EXERCISE
The count of lines below that include the string "each" is the whole answer; write it alone.

DATA SECTION
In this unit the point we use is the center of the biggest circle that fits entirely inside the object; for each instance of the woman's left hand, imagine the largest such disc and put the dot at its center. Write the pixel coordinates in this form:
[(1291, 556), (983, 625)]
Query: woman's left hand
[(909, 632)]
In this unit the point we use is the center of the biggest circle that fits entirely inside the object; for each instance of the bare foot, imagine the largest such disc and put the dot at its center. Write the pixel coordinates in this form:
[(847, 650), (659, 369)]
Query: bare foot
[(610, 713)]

==

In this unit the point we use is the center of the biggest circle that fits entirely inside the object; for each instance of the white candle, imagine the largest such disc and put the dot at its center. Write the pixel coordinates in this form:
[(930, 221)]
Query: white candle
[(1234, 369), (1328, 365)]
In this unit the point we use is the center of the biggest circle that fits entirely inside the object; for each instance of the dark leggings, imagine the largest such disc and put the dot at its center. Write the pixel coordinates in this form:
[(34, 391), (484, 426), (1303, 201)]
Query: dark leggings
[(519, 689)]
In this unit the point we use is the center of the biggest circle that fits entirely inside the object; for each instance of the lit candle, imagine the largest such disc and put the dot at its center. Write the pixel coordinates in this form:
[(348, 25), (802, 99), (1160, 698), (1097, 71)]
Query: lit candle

OUTPUT OF THE TASK
5